(Collected data entries)
__________________________________________________

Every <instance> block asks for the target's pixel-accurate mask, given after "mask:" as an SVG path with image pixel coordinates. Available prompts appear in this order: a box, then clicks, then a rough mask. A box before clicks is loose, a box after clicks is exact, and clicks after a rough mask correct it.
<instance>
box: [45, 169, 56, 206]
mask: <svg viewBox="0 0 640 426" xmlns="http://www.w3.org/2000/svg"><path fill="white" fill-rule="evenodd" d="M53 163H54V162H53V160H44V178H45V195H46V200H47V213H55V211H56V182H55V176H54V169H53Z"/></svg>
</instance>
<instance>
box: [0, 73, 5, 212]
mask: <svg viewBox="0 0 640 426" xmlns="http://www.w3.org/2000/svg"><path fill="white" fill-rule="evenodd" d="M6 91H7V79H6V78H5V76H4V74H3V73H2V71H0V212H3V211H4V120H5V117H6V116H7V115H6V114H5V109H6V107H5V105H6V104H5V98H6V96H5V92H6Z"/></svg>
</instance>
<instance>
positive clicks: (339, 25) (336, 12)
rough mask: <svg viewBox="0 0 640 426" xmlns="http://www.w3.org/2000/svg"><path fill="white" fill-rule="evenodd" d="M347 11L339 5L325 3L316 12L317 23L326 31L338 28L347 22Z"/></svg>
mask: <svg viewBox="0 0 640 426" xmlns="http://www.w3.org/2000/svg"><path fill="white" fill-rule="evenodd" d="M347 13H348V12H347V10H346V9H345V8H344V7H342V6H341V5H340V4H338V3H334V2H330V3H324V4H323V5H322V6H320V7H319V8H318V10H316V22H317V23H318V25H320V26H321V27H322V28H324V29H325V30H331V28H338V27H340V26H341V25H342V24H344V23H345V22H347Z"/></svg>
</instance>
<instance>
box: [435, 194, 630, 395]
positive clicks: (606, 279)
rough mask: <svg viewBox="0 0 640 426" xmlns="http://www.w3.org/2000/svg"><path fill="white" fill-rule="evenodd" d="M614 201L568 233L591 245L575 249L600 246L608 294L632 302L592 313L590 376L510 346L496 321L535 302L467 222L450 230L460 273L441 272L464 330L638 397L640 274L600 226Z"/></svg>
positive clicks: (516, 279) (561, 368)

__________________________________________________

_TO DO:_
All of the data above should be output exactly.

_YOUR SOLUTION:_
Every <instance> block asks for the target's pixel-accurate mask, given after "mask:" as an SVG path with image pixel coordinates. Available prompts appear in this order: a box, then clicks, then a rough mask. A box before clicks is loose, a box after clicks is exact, and clicks after a rough mask correct it.
<instance>
box: [45, 169, 56, 206]
mask: <svg viewBox="0 0 640 426" xmlns="http://www.w3.org/2000/svg"><path fill="white" fill-rule="evenodd" d="M53 163H54V162H53V160H44V178H45V195H46V200H47V213H55V211H56V182H55V176H54V169H53Z"/></svg>
</instance>
<instance>
box: [0, 73, 5, 212]
mask: <svg viewBox="0 0 640 426" xmlns="http://www.w3.org/2000/svg"><path fill="white" fill-rule="evenodd" d="M6 91H7V79H6V78H5V76H4V74H3V73H2V71H0V212H3V211H4V120H5V117H6V116H7V115H6V114H5V109H6V107H5V105H6V104H5V98H6V96H5V92H6Z"/></svg>
</instance>
<instance>
positive clicks: (339, 25) (336, 12)
rough mask: <svg viewBox="0 0 640 426" xmlns="http://www.w3.org/2000/svg"><path fill="white" fill-rule="evenodd" d="M347 11L339 5L325 3L316 12L317 23L326 31L338 28L347 22Z"/></svg>
mask: <svg viewBox="0 0 640 426" xmlns="http://www.w3.org/2000/svg"><path fill="white" fill-rule="evenodd" d="M347 13H348V12H347V10H346V9H345V8H344V7H342V6H341V5H340V4H338V3H334V2H330V3H324V4H323V5H322V6H320V7H319V8H318V10H316V22H317V23H318V25H320V26H321V27H322V28H324V29H325V30H331V28H338V27H340V26H341V25H342V24H344V23H345V22H347Z"/></svg>
</instance>
<instance>
box: [435, 194, 630, 395]
positive clicks: (606, 279)
rough mask: <svg viewBox="0 0 640 426" xmlns="http://www.w3.org/2000/svg"><path fill="white" fill-rule="evenodd" d="M614 201L568 233L591 245L575 249L600 246L608 294L632 302L592 313L590 376L510 346L496 321L535 302L467 222L450 230L460 273L441 272L464 330L638 397L640 274L600 226Z"/></svg>
positive clicks: (516, 279) (561, 368)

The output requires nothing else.